- Problem to solve -
From the data below, set down exactly the lines between the one holding "box: [214, 259, 302, 364]" and the one holding "281L287 257L266 255L238", inclusive, and no others.
Records Start Marker
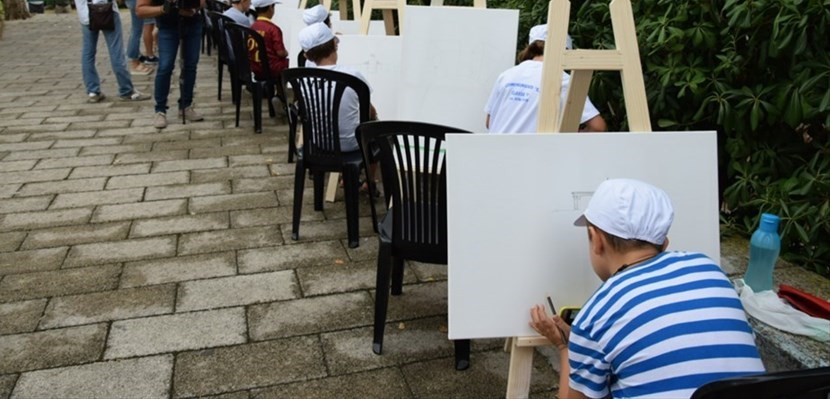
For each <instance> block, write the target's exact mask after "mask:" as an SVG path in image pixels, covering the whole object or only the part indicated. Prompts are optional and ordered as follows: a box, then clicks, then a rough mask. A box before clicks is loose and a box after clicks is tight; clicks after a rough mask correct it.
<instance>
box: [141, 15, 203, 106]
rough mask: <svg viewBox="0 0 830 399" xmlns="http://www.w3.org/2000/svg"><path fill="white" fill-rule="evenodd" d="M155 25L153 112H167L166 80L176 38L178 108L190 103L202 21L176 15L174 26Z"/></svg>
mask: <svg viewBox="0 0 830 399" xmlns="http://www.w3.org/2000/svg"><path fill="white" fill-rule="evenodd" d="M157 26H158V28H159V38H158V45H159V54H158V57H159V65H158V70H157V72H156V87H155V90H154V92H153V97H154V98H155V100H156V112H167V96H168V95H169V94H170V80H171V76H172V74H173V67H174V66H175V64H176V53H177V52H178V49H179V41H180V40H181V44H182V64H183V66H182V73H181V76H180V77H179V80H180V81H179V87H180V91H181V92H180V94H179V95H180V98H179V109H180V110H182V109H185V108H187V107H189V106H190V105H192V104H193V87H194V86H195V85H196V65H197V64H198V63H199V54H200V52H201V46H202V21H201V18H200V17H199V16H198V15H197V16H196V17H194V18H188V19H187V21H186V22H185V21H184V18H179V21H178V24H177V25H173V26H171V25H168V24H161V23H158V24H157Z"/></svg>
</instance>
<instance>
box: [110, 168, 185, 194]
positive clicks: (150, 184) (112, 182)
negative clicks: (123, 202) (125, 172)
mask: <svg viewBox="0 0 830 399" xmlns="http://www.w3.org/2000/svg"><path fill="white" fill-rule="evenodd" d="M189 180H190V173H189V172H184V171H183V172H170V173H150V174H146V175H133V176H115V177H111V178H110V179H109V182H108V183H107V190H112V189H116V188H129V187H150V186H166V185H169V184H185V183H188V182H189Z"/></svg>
Records End Marker
Records Start Marker
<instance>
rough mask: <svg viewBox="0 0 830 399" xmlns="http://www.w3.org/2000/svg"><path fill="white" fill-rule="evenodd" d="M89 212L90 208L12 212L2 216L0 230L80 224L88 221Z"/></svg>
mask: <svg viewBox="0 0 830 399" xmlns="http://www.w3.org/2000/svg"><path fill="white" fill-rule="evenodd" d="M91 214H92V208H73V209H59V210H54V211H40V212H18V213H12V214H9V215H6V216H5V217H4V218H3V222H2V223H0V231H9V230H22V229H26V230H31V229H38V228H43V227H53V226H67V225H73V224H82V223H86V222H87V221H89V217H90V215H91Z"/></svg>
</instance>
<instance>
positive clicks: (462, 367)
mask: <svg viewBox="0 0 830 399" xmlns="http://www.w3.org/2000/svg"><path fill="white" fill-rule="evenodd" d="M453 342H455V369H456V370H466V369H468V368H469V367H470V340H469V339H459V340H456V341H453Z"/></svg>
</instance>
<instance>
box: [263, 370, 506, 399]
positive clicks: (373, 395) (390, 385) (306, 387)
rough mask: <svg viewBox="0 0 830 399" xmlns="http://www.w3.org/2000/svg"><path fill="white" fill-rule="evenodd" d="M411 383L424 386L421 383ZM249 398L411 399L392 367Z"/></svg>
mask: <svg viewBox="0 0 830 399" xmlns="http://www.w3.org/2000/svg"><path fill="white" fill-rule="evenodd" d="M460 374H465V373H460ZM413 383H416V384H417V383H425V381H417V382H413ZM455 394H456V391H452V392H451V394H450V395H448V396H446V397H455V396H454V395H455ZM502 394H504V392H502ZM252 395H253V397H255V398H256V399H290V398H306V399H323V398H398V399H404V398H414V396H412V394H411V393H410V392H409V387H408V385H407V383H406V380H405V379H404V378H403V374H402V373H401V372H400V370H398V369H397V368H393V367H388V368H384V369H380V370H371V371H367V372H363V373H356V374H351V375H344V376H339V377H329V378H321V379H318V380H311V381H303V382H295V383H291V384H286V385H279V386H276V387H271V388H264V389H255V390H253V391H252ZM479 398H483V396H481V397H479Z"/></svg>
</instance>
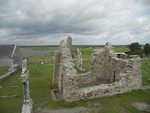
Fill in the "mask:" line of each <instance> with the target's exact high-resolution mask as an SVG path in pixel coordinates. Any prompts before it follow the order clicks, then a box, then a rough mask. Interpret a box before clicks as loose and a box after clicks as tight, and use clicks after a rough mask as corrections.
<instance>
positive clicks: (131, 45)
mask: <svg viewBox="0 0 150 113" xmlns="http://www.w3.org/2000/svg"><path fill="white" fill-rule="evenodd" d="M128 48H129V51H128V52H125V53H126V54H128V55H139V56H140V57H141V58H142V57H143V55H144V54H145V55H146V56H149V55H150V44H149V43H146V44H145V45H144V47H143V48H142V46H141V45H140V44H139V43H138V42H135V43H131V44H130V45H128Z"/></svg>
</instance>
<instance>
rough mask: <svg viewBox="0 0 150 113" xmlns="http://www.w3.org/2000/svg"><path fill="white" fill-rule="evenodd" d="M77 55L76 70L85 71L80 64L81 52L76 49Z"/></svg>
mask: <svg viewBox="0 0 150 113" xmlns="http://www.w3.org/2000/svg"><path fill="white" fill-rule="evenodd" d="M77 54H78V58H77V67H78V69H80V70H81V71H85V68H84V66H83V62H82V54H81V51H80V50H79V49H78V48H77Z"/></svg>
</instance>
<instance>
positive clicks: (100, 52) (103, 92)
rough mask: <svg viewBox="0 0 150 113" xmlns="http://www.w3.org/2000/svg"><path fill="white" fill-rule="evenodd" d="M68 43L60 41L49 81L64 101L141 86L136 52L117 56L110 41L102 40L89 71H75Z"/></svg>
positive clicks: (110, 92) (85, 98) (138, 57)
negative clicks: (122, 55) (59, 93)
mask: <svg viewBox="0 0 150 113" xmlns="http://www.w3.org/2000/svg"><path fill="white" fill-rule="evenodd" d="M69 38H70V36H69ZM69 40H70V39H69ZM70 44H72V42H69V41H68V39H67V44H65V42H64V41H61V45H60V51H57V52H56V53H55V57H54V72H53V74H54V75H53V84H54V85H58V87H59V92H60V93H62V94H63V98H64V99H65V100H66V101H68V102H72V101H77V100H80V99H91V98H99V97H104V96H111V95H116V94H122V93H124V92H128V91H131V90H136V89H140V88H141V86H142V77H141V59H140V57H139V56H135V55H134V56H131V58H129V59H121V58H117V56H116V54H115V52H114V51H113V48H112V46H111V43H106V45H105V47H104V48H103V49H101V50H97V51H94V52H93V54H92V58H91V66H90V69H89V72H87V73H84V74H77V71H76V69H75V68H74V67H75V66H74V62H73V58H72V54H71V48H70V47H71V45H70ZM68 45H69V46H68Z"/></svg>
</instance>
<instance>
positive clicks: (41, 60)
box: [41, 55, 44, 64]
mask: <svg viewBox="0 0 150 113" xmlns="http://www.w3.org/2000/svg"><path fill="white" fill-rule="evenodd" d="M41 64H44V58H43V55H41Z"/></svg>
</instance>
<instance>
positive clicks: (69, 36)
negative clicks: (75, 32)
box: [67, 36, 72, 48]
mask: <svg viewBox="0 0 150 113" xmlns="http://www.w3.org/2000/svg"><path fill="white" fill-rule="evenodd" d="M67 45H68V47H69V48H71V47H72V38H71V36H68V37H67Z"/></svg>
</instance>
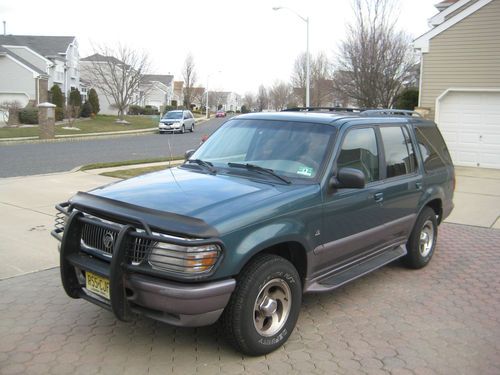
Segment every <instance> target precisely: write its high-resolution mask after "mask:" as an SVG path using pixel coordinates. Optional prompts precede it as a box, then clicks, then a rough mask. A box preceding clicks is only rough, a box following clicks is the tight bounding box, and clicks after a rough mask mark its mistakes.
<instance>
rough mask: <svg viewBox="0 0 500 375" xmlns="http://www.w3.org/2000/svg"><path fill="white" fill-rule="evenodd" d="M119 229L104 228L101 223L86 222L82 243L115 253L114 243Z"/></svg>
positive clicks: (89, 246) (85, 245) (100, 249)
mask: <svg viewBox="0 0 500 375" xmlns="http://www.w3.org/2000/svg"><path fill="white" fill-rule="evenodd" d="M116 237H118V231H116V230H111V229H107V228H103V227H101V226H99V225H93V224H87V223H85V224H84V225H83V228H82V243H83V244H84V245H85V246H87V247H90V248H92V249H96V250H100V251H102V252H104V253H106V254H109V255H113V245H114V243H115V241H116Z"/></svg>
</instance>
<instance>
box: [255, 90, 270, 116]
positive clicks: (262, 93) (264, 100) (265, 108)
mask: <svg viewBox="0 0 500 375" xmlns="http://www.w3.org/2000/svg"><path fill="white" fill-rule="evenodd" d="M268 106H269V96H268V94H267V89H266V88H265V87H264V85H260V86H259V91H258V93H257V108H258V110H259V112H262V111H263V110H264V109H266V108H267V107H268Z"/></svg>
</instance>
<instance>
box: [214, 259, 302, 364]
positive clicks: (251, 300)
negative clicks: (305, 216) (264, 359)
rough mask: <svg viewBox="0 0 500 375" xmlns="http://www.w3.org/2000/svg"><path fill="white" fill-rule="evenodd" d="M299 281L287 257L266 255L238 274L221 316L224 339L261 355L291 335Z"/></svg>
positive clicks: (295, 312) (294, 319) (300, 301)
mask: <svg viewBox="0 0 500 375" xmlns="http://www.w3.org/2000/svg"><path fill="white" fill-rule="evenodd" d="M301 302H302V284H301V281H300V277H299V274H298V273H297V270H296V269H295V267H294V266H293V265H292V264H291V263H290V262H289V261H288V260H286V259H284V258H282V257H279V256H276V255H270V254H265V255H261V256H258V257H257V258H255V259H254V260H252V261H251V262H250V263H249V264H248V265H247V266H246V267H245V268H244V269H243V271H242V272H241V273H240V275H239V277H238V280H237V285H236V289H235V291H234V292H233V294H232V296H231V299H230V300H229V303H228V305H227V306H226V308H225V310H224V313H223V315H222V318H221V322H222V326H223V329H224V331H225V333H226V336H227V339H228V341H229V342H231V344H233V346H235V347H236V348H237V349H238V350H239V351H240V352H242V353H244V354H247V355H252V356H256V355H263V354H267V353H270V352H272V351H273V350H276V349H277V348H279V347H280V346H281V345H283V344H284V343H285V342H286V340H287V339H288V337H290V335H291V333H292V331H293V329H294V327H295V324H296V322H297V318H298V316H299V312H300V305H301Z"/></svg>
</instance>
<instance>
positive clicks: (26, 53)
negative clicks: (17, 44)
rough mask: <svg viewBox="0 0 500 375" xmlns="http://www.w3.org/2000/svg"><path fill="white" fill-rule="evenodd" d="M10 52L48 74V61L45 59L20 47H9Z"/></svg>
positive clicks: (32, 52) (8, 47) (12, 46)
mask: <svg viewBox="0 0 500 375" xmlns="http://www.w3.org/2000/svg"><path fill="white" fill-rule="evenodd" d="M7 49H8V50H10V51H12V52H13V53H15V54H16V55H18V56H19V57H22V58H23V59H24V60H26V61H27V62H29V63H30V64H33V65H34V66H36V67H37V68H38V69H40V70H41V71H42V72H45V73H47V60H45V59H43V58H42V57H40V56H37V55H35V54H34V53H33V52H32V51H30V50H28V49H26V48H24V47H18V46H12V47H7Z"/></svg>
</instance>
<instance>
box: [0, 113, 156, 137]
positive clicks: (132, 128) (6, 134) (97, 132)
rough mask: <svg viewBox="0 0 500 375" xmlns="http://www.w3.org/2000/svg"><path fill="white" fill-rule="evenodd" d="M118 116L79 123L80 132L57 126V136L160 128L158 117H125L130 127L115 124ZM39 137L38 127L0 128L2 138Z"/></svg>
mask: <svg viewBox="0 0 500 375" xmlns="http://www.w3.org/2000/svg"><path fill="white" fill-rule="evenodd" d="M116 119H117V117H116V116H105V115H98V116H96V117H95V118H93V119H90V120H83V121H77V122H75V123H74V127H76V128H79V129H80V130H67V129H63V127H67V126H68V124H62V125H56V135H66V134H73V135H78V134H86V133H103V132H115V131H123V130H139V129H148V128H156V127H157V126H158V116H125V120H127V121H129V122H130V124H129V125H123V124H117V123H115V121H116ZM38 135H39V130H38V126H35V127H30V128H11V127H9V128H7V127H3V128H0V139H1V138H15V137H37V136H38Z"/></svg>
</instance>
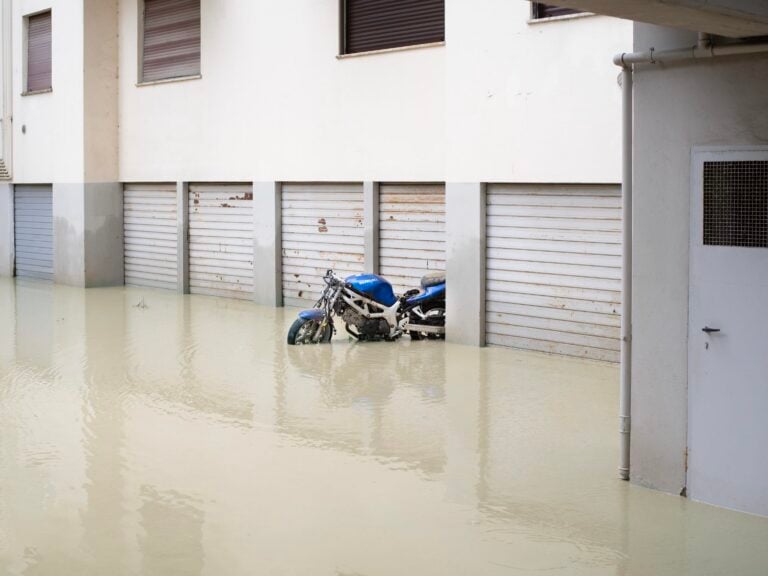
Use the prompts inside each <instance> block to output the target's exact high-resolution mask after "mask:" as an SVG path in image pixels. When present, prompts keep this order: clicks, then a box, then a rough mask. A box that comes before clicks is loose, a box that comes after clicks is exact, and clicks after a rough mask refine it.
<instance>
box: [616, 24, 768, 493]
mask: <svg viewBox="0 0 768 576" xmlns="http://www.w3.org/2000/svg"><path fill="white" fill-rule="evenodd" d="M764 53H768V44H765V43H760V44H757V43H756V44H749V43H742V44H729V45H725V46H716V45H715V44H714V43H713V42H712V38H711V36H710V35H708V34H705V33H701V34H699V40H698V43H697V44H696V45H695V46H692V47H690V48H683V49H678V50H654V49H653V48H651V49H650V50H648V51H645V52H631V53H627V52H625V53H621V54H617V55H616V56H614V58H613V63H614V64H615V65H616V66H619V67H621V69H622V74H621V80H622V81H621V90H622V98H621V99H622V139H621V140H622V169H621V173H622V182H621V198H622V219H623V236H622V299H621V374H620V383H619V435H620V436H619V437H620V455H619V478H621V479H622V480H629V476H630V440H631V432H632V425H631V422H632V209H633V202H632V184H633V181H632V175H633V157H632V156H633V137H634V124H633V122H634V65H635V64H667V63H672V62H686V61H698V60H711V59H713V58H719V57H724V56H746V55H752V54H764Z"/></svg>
Records End Marker
- Exercise solution -
box: [214, 259, 302, 364]
positive clicks: (251, 300)
negative clicks: (305, 216) (264, 359)
rough mask: <svg viewBox="0 0 500 375" xmlns="http://www.w3.org/2000/svg"><path fill="white" fill-rule="evenodd" d="M299 281L287 257L266 255L238 274L221 316L224 339L261 355L291 335Z"/></svg>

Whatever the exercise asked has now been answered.